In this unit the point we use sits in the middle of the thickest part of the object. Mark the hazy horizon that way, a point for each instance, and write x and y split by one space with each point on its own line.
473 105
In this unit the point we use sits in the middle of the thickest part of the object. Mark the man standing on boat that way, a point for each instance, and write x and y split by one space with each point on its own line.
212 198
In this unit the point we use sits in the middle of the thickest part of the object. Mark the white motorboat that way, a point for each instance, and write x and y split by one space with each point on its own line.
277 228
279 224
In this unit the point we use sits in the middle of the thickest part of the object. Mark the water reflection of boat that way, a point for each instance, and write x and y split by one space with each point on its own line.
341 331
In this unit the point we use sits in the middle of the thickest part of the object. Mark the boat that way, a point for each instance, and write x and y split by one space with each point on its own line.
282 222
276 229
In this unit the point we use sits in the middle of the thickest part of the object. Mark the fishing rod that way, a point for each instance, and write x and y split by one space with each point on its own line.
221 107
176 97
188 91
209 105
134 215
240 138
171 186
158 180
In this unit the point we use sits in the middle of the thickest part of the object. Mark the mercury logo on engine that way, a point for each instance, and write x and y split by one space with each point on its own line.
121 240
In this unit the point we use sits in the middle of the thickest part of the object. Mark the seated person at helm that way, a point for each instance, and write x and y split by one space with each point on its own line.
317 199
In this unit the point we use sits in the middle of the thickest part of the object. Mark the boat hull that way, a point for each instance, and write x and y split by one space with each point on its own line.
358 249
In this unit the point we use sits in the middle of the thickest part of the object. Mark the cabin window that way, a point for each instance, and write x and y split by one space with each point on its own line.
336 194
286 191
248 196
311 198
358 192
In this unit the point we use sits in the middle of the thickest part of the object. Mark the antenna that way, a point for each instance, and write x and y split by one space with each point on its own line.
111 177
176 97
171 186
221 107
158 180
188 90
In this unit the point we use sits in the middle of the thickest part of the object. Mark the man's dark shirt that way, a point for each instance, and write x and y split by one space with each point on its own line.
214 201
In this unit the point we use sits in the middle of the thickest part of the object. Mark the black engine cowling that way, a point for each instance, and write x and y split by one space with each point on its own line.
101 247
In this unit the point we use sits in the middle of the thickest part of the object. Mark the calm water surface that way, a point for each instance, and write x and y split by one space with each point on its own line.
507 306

######

Your instructions: Please convert the entries above, starting at the line with "Mark the cabin" and continuing through the end of the entries, into a JSON list of strings, one string per line, with blank lines omitted.

Reply to the task:
[
  "In this unit the point we use sits in the middle of the thickest part of the object. Mark the cabin window that way, a point for each instance, and write x and y split by one space with each point on its own line.",
  "336 194",
  "286 191",
  "248 196",
  "311 198",
  "358 192",
  "In this unit the point we use sits in the middle of the thickest part of the object. Mark the antenna that way, a point for each instance, and write x and y split by one space with each point on its own line.",
  "111 177",
  "176 97",
  "171 186",
  "221 107",
  "158 180",
  "188 90",
  "In this unit the point we use sits in the middle of the thickest part of the object. Mark the man's dark shirt that way, a point for each instance, and write x and y split by one space with each point on its own line.",
  "214 201",
  "In this unit the point we use sits in the middle of the thickest part of the object. Mark the black engine cowling that way, a point for each instance, and write x and y split by one space with each point on its own line.",
  "101 247",
  "In this unit the point we use sits in the middle of the thickest part of the object. Mark the calm water surface that way, a point for each instance, and write x and y split by one space with each point on its own line.",
  "507 306"
]